**What you need to do:**
Return every line of the material below unchanged, character for character.

**Extracted entries:**

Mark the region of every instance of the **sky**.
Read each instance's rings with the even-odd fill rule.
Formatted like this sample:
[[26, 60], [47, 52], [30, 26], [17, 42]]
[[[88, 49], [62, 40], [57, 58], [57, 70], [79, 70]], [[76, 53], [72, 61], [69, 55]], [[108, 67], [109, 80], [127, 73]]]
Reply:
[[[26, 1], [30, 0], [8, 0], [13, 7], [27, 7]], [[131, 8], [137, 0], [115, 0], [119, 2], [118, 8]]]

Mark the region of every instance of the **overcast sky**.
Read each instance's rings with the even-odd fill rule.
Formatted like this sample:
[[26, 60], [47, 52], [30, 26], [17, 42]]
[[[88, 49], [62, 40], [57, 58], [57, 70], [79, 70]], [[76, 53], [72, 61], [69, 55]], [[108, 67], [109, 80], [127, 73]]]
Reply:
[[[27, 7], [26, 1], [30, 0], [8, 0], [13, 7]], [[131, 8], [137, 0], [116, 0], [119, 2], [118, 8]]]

**Result:**
Mark the region of every instance of the **sky**.
Read each instance's rings with the even-odd fill rule.
Formatted like this sample:
[[26, 60], [47, 52], [30, 26], [17, 42]]
[[[88, 49], [62, 40], [57, 58], [57, 70], [79, 70]], [[76, 53], [72, 61], [69, 55]], [[108, 67], [109, 80], [127, 73]]]
Reply:
[[[26, 1], [30, 0], [8, 0], [13, 7], [27, 7]], [[131, 8], [137, 0], [115, 0], [119, 2], [118, 8]]]

Mark the region of every instance of the **overcast sky**.
Read each instance's rings with the even-odd fill rule.
Formatted like this sample:
[[26, 60], [47, 52], [30, 26], [17, 42]]
[[[88, 49], [62, 40], [57, 58], [57, 70], [79, 70]], [[76, 53], [72, 61], [69, 55]], [[108, 67], [109, 80], [127, 73]]]
Reply:
[[[27, 7], [26, 1], [30, 0], [8, 0], [13, 7]], [[131, 8], [137, 0], [116, 0], [119, 2], [118, 8]]]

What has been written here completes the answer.